What ‘How to Get Away with Murder’ Can Teach You About Flashbacks in Storytelling

To hold you over until tonight’s season finale …

How to Get Away with Murder’s writing has always impressed me. It somehow always manages to correct its flaws about as quickly as they appear, surprise me even when I’m convinced I know what’s going to happen next, and keep my full attention every second of each episode, season after season.

I won’t spoil anything for you if you’re behind or haven’t even gotten around to watching from the beginning yet (it’s worth it, I promise). Each season begins with an intense scene (usually in which someone is dead or close to it) in which only a few small details are revealed. The episodes that follow backtrack to the “present,” showing the events that lead up to the season finale, in which all the pieces revealed throughout the season eventually come together to loop back to the very first scene.

It’s not an unheard of storytelling method by any means, but the way in which it’s executed never ceases to astound me. Whether or not you’re a fan of the show, there’s a lot we can learn from the way it tells a very complicated story. Whether you’re a screenwriter, novelist or you write a little bit of everything fictional, here are some key things to keep in mind when incorporating flashbacks into a story.
********
■ Instructions
1. In the article on flashbacks:
(a) What is the article meant to hold readers over until?
(b) According to the article, what does each season of the show begin with?
(c) Which kinds of writers does the article say its advice is for?
2. Can you retype the rows exactly, from the line with "of the rocky" through the end of the rows, leaving out the pictures?
********
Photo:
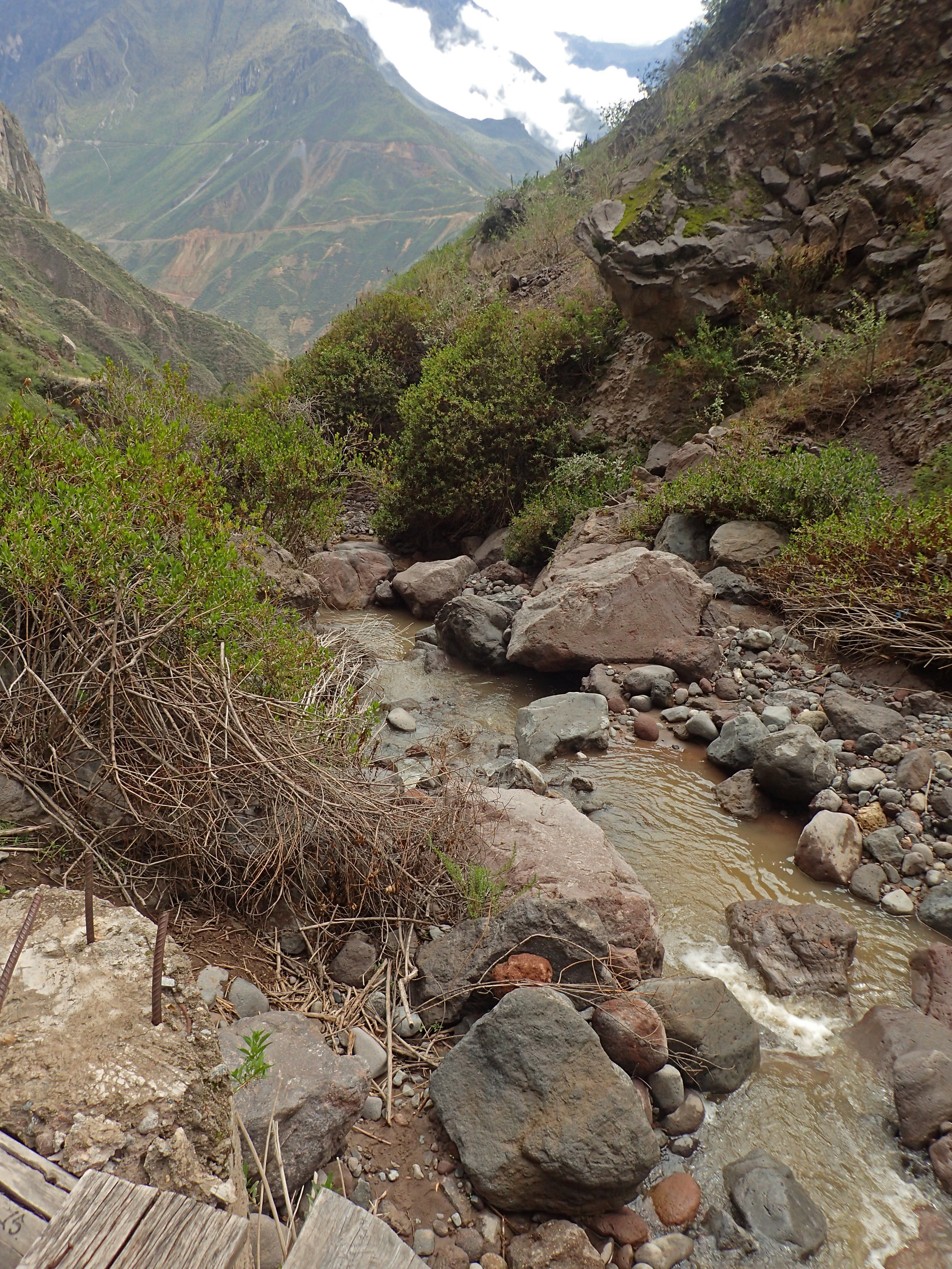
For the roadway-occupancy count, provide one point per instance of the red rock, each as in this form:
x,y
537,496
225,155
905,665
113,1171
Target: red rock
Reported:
x,y
645,728
931,982
633,1035
677,1200
625,1226
520,971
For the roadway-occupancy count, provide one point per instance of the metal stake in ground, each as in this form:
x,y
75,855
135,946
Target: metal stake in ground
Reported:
x,y
158,957
18,947
91,927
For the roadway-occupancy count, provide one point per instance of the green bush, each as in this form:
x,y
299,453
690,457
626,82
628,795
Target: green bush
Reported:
x,y
578,484
89,517
744,483
482,432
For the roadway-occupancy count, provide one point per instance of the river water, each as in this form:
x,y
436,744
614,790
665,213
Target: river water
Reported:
x,y
814,1103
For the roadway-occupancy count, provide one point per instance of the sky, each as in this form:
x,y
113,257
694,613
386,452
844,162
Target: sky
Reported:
x,y
549,62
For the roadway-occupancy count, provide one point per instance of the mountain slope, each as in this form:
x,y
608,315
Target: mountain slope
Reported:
x,y
248,159
65,306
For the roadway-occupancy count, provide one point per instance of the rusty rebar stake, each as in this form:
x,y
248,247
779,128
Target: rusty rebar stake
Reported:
x,y
18,947
158,957
91,926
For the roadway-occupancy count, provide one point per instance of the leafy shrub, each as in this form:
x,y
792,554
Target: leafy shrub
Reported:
x,y
744,483
89,518
578,484
482,433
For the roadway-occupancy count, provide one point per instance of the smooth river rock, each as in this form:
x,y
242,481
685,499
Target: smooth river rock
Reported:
x,y
829,848
616,610
796,947
565,724
562,854
711,1039
568,1134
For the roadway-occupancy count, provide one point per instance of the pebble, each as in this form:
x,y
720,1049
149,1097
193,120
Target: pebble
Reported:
x,y
897,903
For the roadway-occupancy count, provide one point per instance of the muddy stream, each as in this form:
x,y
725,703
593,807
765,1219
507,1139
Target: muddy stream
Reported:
x,y
814,1103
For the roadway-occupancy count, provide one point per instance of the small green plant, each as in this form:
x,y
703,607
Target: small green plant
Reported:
x,y
480,886
253,1065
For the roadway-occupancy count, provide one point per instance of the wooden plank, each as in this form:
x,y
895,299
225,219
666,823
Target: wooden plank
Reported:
x,y
53,1172
182,1234
341,1235
19,1230
29,1188
93,1226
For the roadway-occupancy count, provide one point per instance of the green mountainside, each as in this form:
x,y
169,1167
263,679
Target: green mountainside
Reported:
x,y
65,305
251,159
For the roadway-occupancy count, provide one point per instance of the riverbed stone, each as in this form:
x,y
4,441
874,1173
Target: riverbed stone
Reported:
x,y
936,909
320,1096
685,536
569,936
852,719
922,1085
554,1245
739,743
746,545
831,848
773,1205
711,1039
931,982
676,1200
471,629
562,854
568,1134
867,883
631,1033
565,724
615,610
667,1252
426,587
739,796
798,947
794,765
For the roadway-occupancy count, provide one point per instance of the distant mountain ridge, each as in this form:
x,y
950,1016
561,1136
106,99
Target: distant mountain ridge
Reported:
x,y
65,306
256,160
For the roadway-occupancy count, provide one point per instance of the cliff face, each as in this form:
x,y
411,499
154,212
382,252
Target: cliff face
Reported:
x,y
19,174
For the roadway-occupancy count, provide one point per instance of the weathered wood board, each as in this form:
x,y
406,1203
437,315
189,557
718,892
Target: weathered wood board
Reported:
x,y
339,1235
110,1224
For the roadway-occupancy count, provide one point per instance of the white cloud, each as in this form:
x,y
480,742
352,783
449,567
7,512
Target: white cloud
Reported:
x,y
482,78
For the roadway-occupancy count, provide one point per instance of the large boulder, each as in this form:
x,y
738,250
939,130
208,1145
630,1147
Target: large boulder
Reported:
x,y
796,947
425,588
741,797
936,909
569,934
319,1094
773,1205
83,1064
711,1039
738,745
794,766
693,658
831,848
350,576
744,545
852,719
471,629
615,610
568,1132
685,536
559,725
562,854
931,982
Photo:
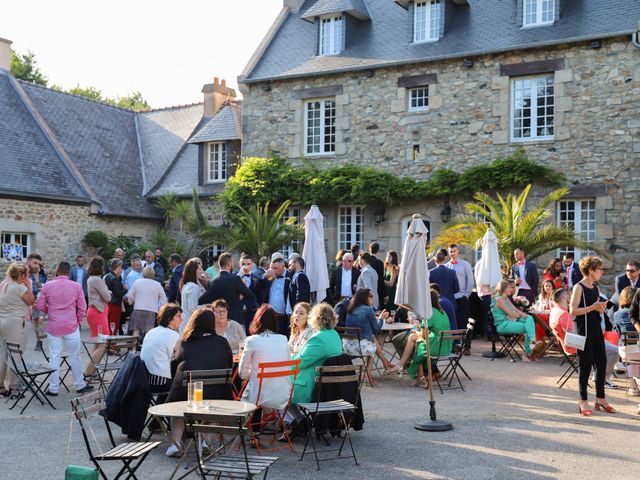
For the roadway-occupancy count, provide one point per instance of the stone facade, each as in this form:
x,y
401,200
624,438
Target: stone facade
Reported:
x,y
56,230
596,142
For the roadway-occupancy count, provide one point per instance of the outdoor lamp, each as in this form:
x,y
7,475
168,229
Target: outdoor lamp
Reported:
x,y
445,213
378,214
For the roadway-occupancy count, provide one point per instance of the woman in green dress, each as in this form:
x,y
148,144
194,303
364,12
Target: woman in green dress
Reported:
x,y
438,322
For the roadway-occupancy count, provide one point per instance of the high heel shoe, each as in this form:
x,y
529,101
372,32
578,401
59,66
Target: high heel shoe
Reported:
x,y
607,408
585,411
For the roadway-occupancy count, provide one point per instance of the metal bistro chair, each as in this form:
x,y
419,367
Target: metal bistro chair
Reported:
x,y
130,454
312,410
219,463
33,376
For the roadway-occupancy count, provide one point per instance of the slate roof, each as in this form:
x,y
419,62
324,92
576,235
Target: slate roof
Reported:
x,y
22,141
225,125
101,141
479,28
162,134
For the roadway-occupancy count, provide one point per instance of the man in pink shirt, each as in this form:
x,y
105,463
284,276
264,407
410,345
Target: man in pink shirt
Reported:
x,y
63,300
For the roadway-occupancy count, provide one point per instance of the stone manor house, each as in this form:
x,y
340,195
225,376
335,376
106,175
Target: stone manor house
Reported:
x,y
413,85
408,86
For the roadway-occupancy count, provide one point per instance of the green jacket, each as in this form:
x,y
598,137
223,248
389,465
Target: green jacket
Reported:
x,y
322,345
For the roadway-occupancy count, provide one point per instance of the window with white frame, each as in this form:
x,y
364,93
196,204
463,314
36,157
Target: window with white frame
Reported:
x,y
419,99
320,126
426,21
330,42
350,226
532,108
216,162
15,246
579,216
295,246
538,12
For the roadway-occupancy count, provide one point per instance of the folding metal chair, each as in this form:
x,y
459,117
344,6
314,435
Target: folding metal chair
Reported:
x,y
64,359
33,376
219,463
312,410
267,370
130,454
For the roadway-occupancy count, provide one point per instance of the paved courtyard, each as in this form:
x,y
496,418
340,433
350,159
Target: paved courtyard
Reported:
x,y
511,422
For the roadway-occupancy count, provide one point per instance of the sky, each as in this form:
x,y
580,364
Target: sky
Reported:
x,y
165,49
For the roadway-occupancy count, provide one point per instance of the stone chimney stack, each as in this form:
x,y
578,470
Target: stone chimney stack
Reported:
x,y
5,54
293,5
215,94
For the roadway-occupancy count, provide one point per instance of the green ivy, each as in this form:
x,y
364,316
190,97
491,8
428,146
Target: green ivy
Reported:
x,y
261,180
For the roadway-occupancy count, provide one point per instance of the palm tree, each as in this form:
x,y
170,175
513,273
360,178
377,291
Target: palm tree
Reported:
x,y
513,226
257,231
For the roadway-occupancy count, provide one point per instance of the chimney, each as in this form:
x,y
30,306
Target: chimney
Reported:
x,y
5,54
215,94
293,5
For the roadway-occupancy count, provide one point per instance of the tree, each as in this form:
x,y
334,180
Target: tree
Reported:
x,y
258,231
513,226
25,67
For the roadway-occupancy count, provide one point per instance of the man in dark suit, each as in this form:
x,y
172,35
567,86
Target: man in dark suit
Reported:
x,y
249,305
571,270
300,288
525,274
175,261
79,274
378,266
344,279
229,287
446,278
274,288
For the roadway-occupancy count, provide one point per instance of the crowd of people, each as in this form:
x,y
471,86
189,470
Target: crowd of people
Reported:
x,y
195,318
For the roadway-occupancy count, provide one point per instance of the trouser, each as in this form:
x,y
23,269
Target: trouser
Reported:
x,y
57,344
518,327
594,355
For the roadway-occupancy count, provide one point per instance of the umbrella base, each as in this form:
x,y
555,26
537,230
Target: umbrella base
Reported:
x,y
433,426
494,355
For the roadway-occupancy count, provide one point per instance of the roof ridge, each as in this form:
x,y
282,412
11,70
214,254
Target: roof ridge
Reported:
x,y
31,84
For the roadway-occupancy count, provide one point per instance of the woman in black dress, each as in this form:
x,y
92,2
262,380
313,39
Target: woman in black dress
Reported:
x,y
199,348
586,310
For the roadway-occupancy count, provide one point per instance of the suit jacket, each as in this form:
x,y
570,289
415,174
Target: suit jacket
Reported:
x,y
322,345
336,283
229,287
530,274
74,277
174,284
299,289
447,280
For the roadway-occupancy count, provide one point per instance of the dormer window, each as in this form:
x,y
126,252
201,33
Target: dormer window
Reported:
x,y
426,21
538,12
331,35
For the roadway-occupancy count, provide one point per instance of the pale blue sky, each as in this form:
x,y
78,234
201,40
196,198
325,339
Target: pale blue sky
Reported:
x,y
165,49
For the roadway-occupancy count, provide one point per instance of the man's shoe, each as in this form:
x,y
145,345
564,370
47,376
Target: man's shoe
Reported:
x,y
85,389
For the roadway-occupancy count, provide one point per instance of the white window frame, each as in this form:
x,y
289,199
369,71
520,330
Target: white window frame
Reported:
x,y
296,245
417,95
217,162
351,224
321,135
426,21
331,35
536,13
8,250
527,88
583,223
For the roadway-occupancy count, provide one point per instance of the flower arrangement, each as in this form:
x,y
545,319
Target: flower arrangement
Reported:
x,y
522,303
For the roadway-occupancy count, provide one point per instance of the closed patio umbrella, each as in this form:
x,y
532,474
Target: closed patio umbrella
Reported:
x,y
314,255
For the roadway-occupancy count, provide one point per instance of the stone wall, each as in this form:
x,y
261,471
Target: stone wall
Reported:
x,y
597,135
56,230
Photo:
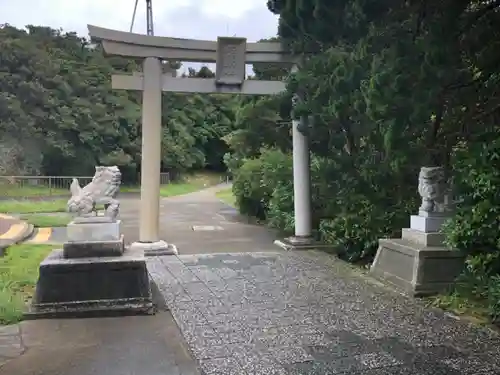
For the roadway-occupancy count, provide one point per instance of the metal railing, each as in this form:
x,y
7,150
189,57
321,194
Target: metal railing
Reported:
x,y
40,186
19,186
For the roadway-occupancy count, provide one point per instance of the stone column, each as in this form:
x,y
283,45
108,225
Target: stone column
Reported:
x,y
151,150
149,239
302,238
301,180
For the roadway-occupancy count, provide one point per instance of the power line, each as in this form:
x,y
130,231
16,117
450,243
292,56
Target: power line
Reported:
x,y
149,17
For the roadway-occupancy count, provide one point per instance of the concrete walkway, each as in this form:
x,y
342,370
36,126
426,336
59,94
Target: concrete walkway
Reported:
x,y
245,308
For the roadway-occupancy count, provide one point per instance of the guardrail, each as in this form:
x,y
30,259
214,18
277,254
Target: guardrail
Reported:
x,y
18,186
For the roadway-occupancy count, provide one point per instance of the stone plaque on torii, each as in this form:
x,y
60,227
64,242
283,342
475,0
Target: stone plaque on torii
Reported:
x,y
230,55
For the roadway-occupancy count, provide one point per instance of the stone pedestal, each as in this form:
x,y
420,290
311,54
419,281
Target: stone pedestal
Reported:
x,y
91,286
92,275
299,243
158,248
93,237
418,263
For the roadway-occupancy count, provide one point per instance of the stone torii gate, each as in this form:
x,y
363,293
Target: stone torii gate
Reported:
x,y
230,55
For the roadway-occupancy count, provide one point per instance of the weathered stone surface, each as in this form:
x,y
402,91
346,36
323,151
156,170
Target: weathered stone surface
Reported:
x,y
433,187
307,313
423,238
157,248
427,223
92,231
91,249
103,189
416,269
91,285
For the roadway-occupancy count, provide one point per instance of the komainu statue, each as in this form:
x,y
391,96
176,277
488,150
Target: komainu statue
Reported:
x,y
433,188
101,190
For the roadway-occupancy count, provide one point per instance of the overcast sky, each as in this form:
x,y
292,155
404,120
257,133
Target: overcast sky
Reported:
x,y
197,19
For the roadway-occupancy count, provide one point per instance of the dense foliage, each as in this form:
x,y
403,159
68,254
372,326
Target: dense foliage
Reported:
x,y
391,86
59,115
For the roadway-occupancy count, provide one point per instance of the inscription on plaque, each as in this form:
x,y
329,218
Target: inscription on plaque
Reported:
x,y
230,65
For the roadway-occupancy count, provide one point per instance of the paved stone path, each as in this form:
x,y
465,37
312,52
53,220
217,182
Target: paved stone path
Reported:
x,y
306,313
245,308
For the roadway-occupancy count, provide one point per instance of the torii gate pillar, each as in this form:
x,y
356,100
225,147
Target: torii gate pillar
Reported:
x,y
230,56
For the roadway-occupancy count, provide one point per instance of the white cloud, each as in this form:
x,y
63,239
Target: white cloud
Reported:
x,y
197,19
117,14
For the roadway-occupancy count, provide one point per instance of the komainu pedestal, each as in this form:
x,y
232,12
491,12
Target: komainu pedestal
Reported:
x,y
419,263
93,274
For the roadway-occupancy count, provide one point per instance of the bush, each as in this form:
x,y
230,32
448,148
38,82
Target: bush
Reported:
x,y
474,228
257,179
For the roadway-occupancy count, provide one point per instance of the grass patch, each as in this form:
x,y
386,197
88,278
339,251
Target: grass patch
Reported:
x,y
469,308
32,206
227,196
188,184
16,191
18,276
46,221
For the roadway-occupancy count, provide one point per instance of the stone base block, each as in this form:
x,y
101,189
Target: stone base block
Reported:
x,y
91,286
91,249
299,243
93,231
158,248
427,223
415,269
422,238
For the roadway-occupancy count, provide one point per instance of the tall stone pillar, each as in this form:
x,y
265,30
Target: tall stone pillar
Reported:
x,y
149,238
301,186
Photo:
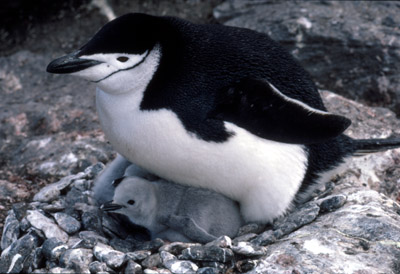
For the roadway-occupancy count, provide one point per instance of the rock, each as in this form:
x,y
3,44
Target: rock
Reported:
x,y
332,203
52,249
93,237
49,228
207,253
11,231
331,50
265,238
67,223
176,248
222,241
52,191
251,228
248,249
133,268
305,215
153,261
105,253
78,259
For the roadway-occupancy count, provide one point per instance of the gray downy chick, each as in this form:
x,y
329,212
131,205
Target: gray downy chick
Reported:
x,y
174,212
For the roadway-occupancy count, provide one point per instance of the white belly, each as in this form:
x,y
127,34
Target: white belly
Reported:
x,y
262,175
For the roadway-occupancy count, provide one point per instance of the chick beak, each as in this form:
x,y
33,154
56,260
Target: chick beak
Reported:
x,y
110,206
70,63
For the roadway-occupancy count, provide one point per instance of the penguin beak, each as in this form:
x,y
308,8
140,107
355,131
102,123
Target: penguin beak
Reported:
x,y
109,206
70,63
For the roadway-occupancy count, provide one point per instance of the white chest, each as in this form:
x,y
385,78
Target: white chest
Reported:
x,y
262,175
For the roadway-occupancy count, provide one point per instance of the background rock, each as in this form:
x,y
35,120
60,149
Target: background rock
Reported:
x,y
349,47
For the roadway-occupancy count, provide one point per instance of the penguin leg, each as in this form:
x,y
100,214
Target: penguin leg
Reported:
x,y
189,228
103,188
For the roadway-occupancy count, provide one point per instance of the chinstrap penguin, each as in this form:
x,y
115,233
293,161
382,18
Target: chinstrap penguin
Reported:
x,y
175,212
216,107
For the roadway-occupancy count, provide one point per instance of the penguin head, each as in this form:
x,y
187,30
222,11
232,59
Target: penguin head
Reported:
x,y
135,198
122,55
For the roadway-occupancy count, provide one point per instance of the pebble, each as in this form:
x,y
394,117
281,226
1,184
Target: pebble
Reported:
x,y
49,228
248,249
67,223
332,203
208,253
133,268
105,253
11,231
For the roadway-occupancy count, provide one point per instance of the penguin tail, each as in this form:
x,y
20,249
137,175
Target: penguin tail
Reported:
x,y
366,146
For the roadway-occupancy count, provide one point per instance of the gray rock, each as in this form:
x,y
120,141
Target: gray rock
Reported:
x,y
265,238
49,228
175,265
176,248
133,268
11,230
138,255
153,261
78,259
331,50
222,241
97,267
52,249
208,270
305,215
248,249
207,253
105,253
67,223
52,191
92,236
332,203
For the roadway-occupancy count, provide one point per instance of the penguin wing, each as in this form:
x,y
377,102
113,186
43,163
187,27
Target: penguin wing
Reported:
x,y
259,107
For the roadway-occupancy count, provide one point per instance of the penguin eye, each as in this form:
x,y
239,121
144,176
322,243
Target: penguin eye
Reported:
x,y
123,59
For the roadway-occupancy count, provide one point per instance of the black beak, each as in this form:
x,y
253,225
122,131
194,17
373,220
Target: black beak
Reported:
x,y
70,63
109,206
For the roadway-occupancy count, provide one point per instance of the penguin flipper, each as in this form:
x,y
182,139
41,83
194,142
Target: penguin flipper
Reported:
x,y
257,106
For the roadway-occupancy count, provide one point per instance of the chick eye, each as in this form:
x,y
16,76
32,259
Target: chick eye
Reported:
x,y
122,59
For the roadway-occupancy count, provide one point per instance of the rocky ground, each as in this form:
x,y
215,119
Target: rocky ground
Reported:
x,y
49,130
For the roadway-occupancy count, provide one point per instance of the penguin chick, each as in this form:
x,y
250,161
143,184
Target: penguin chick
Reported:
x,y
216,107
175,212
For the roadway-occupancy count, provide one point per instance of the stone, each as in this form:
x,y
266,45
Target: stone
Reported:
x,y
248,249
244,238
208,270
176,248
49,228
52,249
153,261
91,220
152,245
78,259
265,238
67,223
251,228
138,255
207,253
105,253
97,267
92,236
331,203
304,215
222,241
11,230
52,191
133,268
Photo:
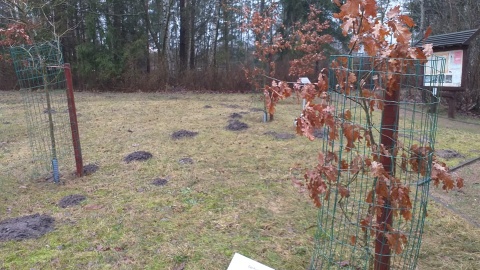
********
■ Answers in order
1.
(a) Tonight's season finale.
(b) An intense scene, usually one in which someone is dead or close to it, where only a few small details are revealed.
(c) Screenwriters, novelists, and those who write a little bit of everything fictional.

2.
For the roadway-occupancy count, provide one point per instance of the rocky ground, each as in this form:
x,y
215,119
Target: rocky ground
Reported:
x,y
49,130
For the roadway-occupancy count, provide one point per instance of the penguin chick, each as in this form:
x,y
250,161
143,184
Target: penguin chick
Reported:
x,y
216,107
175,212
For the roadway-occupancy count, provide one point per instance of the stone, each as in this form:
x,y
266,45
Target: stone
Reported:
x,y
248,249
244,238
208,270
176,248
49,228
52,249
153,261
91,220
152,245
78,259
265,238
67,223
251,228
138,255
207,253
105,253
97,267
92,236
331,203
304,215
222,241
11,230
52,191
133,268
Photo:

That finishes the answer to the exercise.